- _Description of the task_
Rewrite the part of the listing that runs from its first line through the line containing "155L162 112L141 93L121", swapping "outline" for "contour" and keeping everything else unchanged.

Start

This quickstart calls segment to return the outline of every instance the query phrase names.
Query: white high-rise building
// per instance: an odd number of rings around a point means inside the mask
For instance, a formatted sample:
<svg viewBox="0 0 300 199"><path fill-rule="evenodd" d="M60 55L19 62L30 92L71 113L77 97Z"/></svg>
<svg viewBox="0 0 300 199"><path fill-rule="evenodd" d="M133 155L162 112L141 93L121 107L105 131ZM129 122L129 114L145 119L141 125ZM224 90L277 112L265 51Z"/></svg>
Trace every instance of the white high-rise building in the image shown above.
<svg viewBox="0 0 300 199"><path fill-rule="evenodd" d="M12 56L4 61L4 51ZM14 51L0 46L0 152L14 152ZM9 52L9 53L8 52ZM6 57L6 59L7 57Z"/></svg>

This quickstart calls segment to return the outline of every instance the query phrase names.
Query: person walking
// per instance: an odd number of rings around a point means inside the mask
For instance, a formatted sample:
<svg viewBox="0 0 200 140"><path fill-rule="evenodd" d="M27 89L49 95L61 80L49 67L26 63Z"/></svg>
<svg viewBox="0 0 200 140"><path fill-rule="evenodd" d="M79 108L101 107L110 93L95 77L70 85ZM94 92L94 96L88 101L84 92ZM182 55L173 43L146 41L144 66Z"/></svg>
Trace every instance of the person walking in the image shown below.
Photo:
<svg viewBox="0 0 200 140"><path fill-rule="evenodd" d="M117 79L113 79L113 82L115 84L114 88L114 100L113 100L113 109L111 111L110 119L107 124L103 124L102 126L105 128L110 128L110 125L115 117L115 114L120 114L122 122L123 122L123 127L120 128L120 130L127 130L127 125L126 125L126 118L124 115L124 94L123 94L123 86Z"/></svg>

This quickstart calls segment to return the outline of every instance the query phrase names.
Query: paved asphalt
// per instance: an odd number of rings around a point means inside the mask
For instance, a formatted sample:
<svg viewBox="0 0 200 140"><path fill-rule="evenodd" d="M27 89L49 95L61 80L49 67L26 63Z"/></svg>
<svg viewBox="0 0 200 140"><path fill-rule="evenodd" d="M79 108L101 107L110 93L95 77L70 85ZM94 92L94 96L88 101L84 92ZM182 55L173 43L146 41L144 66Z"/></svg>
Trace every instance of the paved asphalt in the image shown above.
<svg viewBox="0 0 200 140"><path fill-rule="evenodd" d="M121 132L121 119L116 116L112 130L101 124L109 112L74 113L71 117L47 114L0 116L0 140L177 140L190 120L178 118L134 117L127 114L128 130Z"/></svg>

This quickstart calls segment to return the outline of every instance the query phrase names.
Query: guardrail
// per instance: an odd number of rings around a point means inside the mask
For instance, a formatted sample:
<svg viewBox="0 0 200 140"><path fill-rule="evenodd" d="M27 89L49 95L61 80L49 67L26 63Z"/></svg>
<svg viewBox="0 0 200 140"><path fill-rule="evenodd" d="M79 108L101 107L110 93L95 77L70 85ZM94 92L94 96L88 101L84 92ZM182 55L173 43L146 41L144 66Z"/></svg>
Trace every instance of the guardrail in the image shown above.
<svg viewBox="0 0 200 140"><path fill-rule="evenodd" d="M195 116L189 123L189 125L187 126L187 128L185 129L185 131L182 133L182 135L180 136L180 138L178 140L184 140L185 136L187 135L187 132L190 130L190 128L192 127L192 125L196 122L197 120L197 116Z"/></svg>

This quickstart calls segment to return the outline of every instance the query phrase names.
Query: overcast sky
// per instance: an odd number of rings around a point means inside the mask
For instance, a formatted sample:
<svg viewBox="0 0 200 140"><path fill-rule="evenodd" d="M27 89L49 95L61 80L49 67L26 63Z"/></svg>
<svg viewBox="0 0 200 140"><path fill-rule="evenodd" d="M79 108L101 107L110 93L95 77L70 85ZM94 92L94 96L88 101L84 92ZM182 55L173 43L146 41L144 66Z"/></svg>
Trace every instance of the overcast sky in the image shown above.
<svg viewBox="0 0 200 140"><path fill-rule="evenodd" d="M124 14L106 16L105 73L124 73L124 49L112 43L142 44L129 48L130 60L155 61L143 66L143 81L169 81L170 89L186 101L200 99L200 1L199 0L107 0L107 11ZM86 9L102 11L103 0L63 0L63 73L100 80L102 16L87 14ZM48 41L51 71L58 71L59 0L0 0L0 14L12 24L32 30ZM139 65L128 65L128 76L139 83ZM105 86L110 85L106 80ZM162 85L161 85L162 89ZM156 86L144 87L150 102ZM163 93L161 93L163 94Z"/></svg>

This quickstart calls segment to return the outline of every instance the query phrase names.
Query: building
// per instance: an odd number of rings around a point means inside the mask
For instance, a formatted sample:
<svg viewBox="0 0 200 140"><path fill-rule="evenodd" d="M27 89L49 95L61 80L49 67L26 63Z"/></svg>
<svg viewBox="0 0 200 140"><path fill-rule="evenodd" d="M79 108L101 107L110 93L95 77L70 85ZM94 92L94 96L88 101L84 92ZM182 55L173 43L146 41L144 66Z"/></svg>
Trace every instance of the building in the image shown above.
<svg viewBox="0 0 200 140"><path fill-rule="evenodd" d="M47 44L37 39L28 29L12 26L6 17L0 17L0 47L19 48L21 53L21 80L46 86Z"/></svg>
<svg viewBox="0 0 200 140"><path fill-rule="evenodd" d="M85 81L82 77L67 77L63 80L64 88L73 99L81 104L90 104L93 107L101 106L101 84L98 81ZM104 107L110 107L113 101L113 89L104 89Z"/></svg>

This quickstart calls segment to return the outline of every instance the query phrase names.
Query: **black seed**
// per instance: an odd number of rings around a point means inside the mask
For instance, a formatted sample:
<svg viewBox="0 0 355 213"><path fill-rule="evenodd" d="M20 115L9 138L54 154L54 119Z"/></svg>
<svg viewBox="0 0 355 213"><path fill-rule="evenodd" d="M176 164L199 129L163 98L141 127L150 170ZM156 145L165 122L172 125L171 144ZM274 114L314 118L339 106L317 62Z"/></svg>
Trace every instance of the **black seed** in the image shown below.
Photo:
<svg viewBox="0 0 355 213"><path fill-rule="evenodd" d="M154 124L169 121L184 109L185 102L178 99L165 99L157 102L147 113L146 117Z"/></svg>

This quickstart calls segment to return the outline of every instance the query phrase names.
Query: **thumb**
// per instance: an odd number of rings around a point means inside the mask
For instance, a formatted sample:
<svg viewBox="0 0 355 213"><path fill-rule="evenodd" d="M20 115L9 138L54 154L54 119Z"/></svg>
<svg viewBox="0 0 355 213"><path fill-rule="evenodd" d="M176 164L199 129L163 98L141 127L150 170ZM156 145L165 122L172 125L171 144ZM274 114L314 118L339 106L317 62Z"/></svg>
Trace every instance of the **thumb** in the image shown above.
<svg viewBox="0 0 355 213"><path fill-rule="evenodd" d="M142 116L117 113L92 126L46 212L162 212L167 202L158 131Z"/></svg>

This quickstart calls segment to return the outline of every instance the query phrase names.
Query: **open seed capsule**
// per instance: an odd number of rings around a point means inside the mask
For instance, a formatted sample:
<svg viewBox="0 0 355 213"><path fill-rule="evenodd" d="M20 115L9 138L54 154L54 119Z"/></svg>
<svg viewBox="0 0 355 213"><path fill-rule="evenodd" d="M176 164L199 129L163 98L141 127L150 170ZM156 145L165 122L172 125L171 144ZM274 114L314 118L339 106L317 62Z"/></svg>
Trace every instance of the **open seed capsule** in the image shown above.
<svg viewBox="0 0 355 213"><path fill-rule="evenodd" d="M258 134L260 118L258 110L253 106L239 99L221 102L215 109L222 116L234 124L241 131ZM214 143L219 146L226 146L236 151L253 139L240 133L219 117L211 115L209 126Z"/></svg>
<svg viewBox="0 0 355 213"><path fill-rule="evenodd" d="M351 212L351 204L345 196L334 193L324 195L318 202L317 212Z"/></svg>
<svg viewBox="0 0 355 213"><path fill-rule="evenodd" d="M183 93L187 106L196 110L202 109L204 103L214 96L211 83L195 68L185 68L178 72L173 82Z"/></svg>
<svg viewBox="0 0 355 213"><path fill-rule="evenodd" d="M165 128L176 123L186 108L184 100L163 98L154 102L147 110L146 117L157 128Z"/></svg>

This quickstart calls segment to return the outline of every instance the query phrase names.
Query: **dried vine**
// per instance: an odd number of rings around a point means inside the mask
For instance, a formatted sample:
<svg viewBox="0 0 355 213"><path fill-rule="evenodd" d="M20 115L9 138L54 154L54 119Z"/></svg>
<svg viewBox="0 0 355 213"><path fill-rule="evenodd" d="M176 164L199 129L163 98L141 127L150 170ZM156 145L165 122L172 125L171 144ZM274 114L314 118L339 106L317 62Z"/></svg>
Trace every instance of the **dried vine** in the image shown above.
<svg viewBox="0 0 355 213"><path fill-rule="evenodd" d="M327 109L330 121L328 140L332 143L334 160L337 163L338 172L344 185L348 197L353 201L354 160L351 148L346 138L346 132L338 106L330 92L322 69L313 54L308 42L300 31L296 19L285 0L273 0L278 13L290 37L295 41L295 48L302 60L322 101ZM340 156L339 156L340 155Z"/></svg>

End

- _The response_
This quickstart calls segment to return the contour of every instance the query phrase names.
Query: white high-rise building
// per instance: an odd number of rings around a point means inside the mask
For instance, a formatted sample:
<svg viewBox="0 0 300 199"><path fill-rule="evenodd" d="M60 55L19 62L30 92L71 113L77 97Z"/></svg>
<svg viewBox="0 0 300 199"><path fill-rule="evenodd" d="M133 155L162 112L141 93L121 107L105 131ZM129 122L129 114L145 119L141 125ZM224 90L277 112L265 51Z"/></svg>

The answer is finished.